# Instructions to follow
Write out the material exactly, with the pictures left out.

>> begin Provided records

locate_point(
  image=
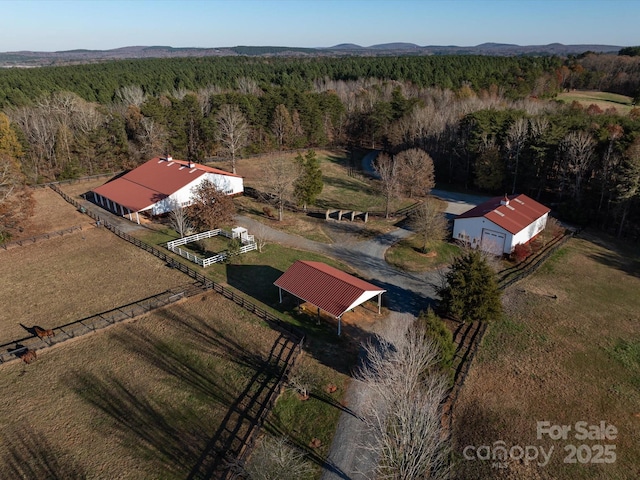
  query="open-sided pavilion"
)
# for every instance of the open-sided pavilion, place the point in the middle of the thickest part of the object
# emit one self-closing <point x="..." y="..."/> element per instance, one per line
<point x="327" y="288"/>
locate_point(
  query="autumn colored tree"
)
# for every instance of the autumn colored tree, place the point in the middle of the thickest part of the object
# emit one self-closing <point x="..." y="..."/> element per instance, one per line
<point x="211" y="208"/>
<point x="15" y="200"/>
<point x="280" y="175"/>
<point x="490" y="170"/>
<point x="282" y="126"/>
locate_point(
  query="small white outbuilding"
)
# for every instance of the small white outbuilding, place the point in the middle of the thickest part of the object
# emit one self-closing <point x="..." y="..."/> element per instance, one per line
<point x="501" y="223"/>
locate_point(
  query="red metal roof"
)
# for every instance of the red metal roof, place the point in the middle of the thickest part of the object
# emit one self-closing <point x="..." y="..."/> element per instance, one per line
<point x="518" y="213"/>
<point x="328" y="288"/>
<point x="153" y="181"/>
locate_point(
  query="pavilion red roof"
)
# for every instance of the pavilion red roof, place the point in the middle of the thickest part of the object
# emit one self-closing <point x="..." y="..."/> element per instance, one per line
<point x="328" y="288"/>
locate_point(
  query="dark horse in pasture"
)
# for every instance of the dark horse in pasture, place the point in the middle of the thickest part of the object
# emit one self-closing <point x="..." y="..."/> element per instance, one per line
<point x="27" y="355"/>
<point x="41" y="332"/>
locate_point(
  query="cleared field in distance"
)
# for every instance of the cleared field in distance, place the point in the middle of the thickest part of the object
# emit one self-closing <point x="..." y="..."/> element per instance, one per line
<point x="604" y="100"/>
<point x="568" y="351"/>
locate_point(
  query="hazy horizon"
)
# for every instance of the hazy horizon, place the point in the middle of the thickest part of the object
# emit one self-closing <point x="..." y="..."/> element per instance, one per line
<point x="61" y="25"/>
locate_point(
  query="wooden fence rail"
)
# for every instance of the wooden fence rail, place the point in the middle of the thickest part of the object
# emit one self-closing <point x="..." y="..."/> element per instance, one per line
<point x="39" y="238"/>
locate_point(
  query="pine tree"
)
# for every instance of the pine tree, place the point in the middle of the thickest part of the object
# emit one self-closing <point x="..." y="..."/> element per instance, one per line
<point x="471" y="292"/>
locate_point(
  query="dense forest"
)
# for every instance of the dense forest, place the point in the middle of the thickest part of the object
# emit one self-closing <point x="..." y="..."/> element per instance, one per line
<point x="489" y="123"/>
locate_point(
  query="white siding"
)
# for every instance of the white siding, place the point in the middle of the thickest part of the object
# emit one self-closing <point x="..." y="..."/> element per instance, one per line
<point x="526" y="234"/>
<point x="470" y="230"/>
<point x="230" y="185"/>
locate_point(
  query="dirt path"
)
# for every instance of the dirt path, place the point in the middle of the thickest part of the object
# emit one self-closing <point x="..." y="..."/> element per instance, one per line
<point x="407" y="294"/>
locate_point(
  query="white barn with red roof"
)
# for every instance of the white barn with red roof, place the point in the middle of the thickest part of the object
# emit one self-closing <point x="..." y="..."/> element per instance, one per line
<point x="327" y="288"/>
<point x="159" y="184"/>
<point x="501" y="223"/>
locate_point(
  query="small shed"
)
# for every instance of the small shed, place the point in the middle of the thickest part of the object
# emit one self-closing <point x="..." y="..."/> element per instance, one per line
<point x="501" y="223"/>
<point x="327" y="288"/>
<point x="239" y="232"/>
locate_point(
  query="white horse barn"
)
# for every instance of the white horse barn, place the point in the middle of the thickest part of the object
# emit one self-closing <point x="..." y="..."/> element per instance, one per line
<point x="156" y="186"/>
<point x="501" y="223"/>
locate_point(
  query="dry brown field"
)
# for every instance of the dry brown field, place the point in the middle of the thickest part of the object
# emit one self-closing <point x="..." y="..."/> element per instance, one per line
<point x="142" y="399"/>
<point x="139" y="400"/>
<point x="64" y="279"/>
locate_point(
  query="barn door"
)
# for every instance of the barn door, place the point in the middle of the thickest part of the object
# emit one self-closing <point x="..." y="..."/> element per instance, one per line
<point x="492" y="241"/>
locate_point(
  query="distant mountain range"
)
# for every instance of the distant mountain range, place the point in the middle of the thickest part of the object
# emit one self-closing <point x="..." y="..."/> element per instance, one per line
<point x="31" y="59"/>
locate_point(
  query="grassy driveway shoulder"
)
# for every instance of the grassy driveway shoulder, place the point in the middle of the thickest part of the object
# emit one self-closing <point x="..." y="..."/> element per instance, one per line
<point x="566" y="352"/>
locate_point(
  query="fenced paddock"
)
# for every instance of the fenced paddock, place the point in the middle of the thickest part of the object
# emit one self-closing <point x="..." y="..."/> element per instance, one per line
<point x="248" y="244"/>
<point x="143" y="400"/>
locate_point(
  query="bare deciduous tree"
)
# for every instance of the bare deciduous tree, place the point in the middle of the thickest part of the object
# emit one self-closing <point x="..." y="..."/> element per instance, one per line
<point x="179" y="218"/>
<point x="577" y="148"/>
<point x="429" y="222"/>
<point x="387" y="169"/>
<point x="280" y="175"/>
<point x="403" y="414"/>
<point x="415" y="168"/>
<point x="282" y="126"/>
<point x="233" y="131"/>
<point x="609" y="160"/>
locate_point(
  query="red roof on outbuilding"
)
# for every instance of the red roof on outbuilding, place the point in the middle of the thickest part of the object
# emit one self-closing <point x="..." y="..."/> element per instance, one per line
<point x="518" y="213"/>
<point x="153" y="181"/>
<point x="328" y="288"/>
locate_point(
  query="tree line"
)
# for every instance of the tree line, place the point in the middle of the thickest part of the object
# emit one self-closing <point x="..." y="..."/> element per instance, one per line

>> end Provided records

# Solution for this exercise
locate_point(
  image=
  query="open-sided pavilion"
)
# for every instance of the open-sided pavilion, place the point in the middle of the thickest part of the object
# emit one self-closing <point x="..." y="..."/> element per instance, one per line
<point x="327" y="288"/>
locate_point(
  query="autumn colored tree"
)
# for every instance of the autumn colored tree, place the point in the middle of the thickest part of the object
# emit one self-closing <point x="..." y="..."/> element per instance, one per line
<point x="211" y="208"/>
<point x="15" y="200"/>
<point x="280" y="175"/>
<point x="490" y="170"/>
<point x="282" y="126"/>
locate_point(
  query="small white outbuilding"
)
# for every instance of the small white outbuilding, place the point in the middle of the thickest part of the object
# emit one self-closing <point x="..." y="..."/> element per instance, one per line
<point x="501" y="223"/>
locate_point(
  query="red metal roof"
)
# for every instance of the red metal roof, place the point in the middle of the thickest part of the object
# emit one self-closing <point x="..." y="..."/> element per instance, one per line
<point x="518" y="213"/>
<point x="328" y="288"/>
<point x="153" y="181"/>
locate_point(
  query="pavilion red roof"
)
# for every instance of the pavilion red roof, place the point in the middle of the thickest part of the object
# emit one self-closing <point x="..." y="..."/> element per instance, one per line
<point x="328" y="288"/>
locate_point(
  query="dark horse in pasture"
)
# for every instance of the dark horse in pasture, place the point in the middle of the thickest part of the object
# emit one self-closing <point x="..." y="..."/> element per instance, one per line
<point x="27" y="355"/>
<point x="41" y="332"/>
locate_point(
  query="cleared field in distance"
)
# for every instance of the cleared field in distance, place the point in the middle of the thickest part of the object
# emit one self-closing <point x="..." y="..."/> element per instance, one per line
<point x="604" y="100"/>
<point x="568" y="351"/>
locate_point(
  query="hazy horizon"
)
# for every instance of the hazy horizon, place the point in the middle of the thickest part of the object
# emit one self-closing <point x="..." y="..."/> element per instance, one per line
<point x="61" y="25"/>
locate_point(
  query="wooden fence rail"
)
# for every instance of the wooden fence rail, place the point in the middle of the thickest part of the object
# emit one self-closing <point x="..." y="..."/> element per instance, one per line
<point x="39" y="238"/>
locate_point(
  query="pine tree"
)
# for every instance of the pine tree, place the point in the middle of the thickest part of the object
# emit one self-closing <point x="..." y="..."/> element per instance, one per line
<point x="471" y="292"/>
locate_point(
  query="dense forest"
)
# for every instance of the dense forest, place the point in the middle of the thickest part of the object
# emit one self-closing <point x="..." y="..."/> element per instance, one per line
<point x="489" y="123"/>
locate_point(
  query="white siding"
)
# for every instance of the white siding, place the point in the middle of the thickest part of the object
# emit one self-closing <point x="..." y="..."/> element per instance, one per line
<point x="526" y="234"/>
<point x="470" y="230"/>
<point x="230" y="185"/>
locate_point(
  query="dirt path"
)
# for every instance of the dirt path, place the point in the middle of the thickest part of the object
# emit one self-closing <point x="..." y="..."/> element per instance, one per line
<point x="407" y="294"/>
locate_point(
  query="white barn with red roof"
)
# for every instance of the white barn with red roof, place the point in the middle of the thickest part of the object
# emit one self-closing <point x="..." y="..."/> element per instance, one per line
<point x="327" y="288"/>
<point x="159" y="184"/>
<point x="501" y="223"/>
locate_point(
  query="small shed"
)
# for every instance of the small shed, place the point in the middle of the thickest part of the object
# emit one self-closing <point x="..." y="..."/> element per instance, one per line
<point x="501" y="223"/>
<point x="327" y="288"/>
<point x="239" y="232"/>
locate_point(
  query="white horse barn"
)
# for every instance of the white horse barn, place the point in the middle of the thickest part of the object
# emit one self-closing <point x="..." y="..."/> element per instance, one per line
<point x="156" y="186"/>
<point x="501" y="223"/>
locate_point(
  query="dry brown field"
)
# for every instance of the dry brown field, place the point in the middle of the thickest part of the object
# emit one self-closing <point x="..." y="..."/> element per instance, one per line
<point x="142" y="399"/>
<point x="139" y="400"/>
<point x="64" y="279"/>
locate_point(
  query="barn door"
)
# for every instance of the barn door, place the point in the middle of the thickest part of the object
# emit one self-closing <point x="..." y="..."/> element per instance, one per line
<point x="492" y="241"/>
locate_point(
  query="distant mountain range"
)
# for every instance of the distant mountain range, place the point in the middle of the thickest part of the object
# emit one self-closing <point x="..." y="..."/> element per instance, one per line
<point x="31" y="59"/>
locate_point(
  query="grassy driveway shoulder"
)
# for every instance of the grassy driveway shoulder, place the point in the middle of the thickest part of the object
# emit one self-closing <point x="..." y="..."/> element per instance, one per line
<point x="566" y="352"/>
locate_point(
  query="fenced paddock"
)
# for every instance of the fenced paddock, place the point in the middle of the thickest part of the object
# emit one self-closing <point x="..." y="..."/> element per instance, one per line
<point x="248" y="244"/>
<point x="143" y="400"/>
locate_point(
  query="bare deciduous tree"
)
# for every instance of the bare deciduous tree, place the point in the middle of the thickest part of the object
# emit one self-closing <point x="..." y="..."/> element per instance, one per line
<point x="179" y="218"/>
<point x="577" y="148"/>
<point x="429" y="222"/>
<point x="387" y="169"/>
<point x="280" y="175"/>
<point x="403" y="414"/>
<point x="415" y="168"/>
<point x="282" y="126"/>
<point x="233" y="131"/>
<point x="609" y="160"/>
locate_point(
  query="red roof on outbuilding"
)
# for every instance of the red roof on outbuilding, place the point in the middle of the thickest part of the object
# emit one self-closing <point x="..." y="..."/> element per instance, one per line
<point x="518" y="213"/>
<point x="153" y="181"/>
<point x="328" y="288"/>
locate_point(
  query="tree line"
)
# for every instance of the tree line, place the point in the middle of the thickest part of the object
# emit one self-closing <point x="..." y="..."/> element per instance, one per line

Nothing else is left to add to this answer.